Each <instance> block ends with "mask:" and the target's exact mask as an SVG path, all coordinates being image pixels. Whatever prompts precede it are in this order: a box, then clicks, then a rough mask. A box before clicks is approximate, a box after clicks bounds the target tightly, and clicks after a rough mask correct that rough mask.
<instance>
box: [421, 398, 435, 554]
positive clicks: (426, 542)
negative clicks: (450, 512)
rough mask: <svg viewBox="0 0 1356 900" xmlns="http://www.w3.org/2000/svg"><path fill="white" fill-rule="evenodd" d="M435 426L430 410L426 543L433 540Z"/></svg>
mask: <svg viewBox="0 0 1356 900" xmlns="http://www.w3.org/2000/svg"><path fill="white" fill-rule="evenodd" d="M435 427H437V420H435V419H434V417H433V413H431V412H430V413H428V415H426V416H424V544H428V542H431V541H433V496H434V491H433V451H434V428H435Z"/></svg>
----
*Requirement*. Where a line above contains the word "clicks", copy that line.

*Solved exercise*.
Each <instance> block ends with "mask:" and the target's exact mask as an SVG path, all coordinates being image pixels. Whatever prompts precede it are in this order: a box, then clicks, then a rough mask. A box before clicks is approximate, a box after clicks bounds the target tightly, and clicks after a rough mask correct that rough mask.
positive clicks: (426, 542)
negative clicks: (450, 512)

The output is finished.